◆ Quoted text ◆
☆ ☆ ☆ ☆

# Whos' ready?!



## LilSiman/Medina (Nov 30, 2010)

Little over a month until the season opens for those darn tree rats! I was chasing starlings all day with the bird gun practicing for doves and I'd say I'm ready  I scouted a couple dove blinds and saw some impressive numbers for this time of year!


----------



## Bowhunter57 (Feb 9, 2011)

I've gotta nice Savage .22 that shoots Remington Sub-Sonics inside a dime at 40 yards...it's ready. 

Bowhunter57


----------



## T-180 (Oct 18, 2005)

I'm always ready for squirrel season !! The Browning is sighted in & I may even try the S & W 22A pistol for a few. Might as well thin them out, the nut crop isn't going to carry them all through the winter.


----------



## mudkings (May 11, 2010)

Im ready. This is the first year my 2 oldest daughters get to go hunting for squirrel and rabbits. Hopefully they will have fun. They love hunting but this year the oldest will be able to hopefully shoot a squirrel. I got them a new beagle pup to so we cant wait to get it in the woods on some rabbits and watch it learn..
Outdoor Hub mobile, the outdoor information engine


----------



## OhioCatter (Feb 26, 2012)

Went the last two weekends and started getting he Buckmark back into shape. Handgun tree rat shooting, ohhh yessssssssssssssss.


----------



## radar3321 (Feb 27, 2012)

I been waiting just watching 3 different Fox squirrels swim and lounge all over my back yard. I think they just teasing me, don't you?

Outdoor Hub mobile, the outdoor information engine


----------



## mudkings (May 11, 2010)

radar3321 said:


> I been waiting just watching 3 different Fox squirrels swim and lounge all over my back yard. I think they just teasing me, don't you?
> 
> Outdoor Hub mobile, the outdoor information engine


Lol. Thats funny. Yeah id say there teasing you.

Outdoor Hub mobile, the outdoor information engine


----------



## eatinbass (Aug 6, 2012)

Our group of four is ready. Smoked bushytail, yummm.


----------



## jonnythfisherteen2 (Mar 5, 2011)

got my storm xt ready and my 1322 ready too.


----------



## flthednut (Feb 17, 2007)

Well now, Looks like the time is nearing ever so quickly. Not quick enough for me though. I've been chomping at the bit since last season closed.... Went out this past weekend and made sure all is right with my instruments of eradication. Yep those nut munchin, squack squealin, brushy tailed tree rat, limb chickens are soon to become beautiful redheads. I'm planning on checking out some wooded areas this weekend. I have seen some hickories with mast in a few areas so far & I think things are looking pretty well. !#


----------



## ezbite (May 25, 2006)

Me and my Ruger are ready Freddy!!

☆ ☆ ☆ ☆

◆ Data shown ◆
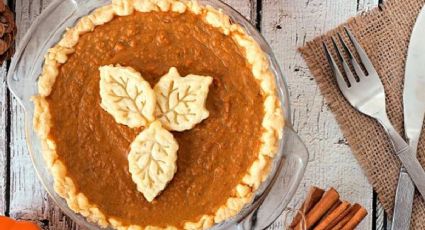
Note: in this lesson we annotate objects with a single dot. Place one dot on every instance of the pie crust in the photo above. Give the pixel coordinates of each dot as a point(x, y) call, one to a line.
point(272, 123)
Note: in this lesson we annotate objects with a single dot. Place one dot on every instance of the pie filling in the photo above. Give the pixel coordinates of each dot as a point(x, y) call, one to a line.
point(212, 158)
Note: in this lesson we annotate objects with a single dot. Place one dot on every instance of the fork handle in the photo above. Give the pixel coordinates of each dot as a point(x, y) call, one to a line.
point(405, 154)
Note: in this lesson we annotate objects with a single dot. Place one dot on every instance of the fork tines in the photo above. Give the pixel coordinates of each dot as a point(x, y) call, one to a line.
point(352, 60)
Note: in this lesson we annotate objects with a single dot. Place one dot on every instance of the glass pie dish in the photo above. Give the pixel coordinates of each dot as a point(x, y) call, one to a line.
point(288, 165)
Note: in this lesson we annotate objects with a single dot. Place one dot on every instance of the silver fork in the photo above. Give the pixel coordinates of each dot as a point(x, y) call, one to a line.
point(367, 95)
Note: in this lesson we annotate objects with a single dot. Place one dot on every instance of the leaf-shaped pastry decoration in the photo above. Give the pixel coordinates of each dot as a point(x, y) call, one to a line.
point(152, 160)
point(181, 100)
point(126, 96)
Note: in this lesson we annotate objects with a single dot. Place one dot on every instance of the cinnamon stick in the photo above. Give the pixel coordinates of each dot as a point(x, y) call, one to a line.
point(325, 203)
point(325, 222)
point(313, 196)
point(330, 210)
point(356, 219)
point(347, 217)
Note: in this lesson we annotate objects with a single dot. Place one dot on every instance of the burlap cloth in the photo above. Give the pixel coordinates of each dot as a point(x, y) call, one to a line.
point(384, 32)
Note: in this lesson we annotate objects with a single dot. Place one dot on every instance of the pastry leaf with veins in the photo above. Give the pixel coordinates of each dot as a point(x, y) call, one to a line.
point(181, 100)
point(152, 160)
point(126, 96)
point(177, 103)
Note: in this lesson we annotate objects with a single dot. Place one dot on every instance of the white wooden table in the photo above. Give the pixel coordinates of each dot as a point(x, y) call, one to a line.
point(286, 25)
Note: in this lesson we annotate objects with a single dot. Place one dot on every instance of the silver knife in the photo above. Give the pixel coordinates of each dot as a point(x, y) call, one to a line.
point(414, 110)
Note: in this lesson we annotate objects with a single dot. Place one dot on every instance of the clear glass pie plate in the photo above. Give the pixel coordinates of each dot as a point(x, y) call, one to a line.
point(288, 166)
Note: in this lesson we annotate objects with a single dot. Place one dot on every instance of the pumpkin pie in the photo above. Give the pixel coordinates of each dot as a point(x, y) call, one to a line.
point(157, 114)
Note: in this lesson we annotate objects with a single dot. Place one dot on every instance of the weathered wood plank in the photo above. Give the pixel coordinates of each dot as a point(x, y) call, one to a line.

☆ ☆ ☆ ☆

◆ Problem ◆
Answer the following from the squirrel-season thread.
(a) What ammunition does Bowhunter57's Savage .22 shoot inside a dime at 40 yards?
(b) What new animal did mudkings get for the daughters?
(c) What kind of trees has flthednut seen with mast?

◆ Written response ◆
(a) Remington Sub-Sonics
(b) A beagle pup
(c) Hickories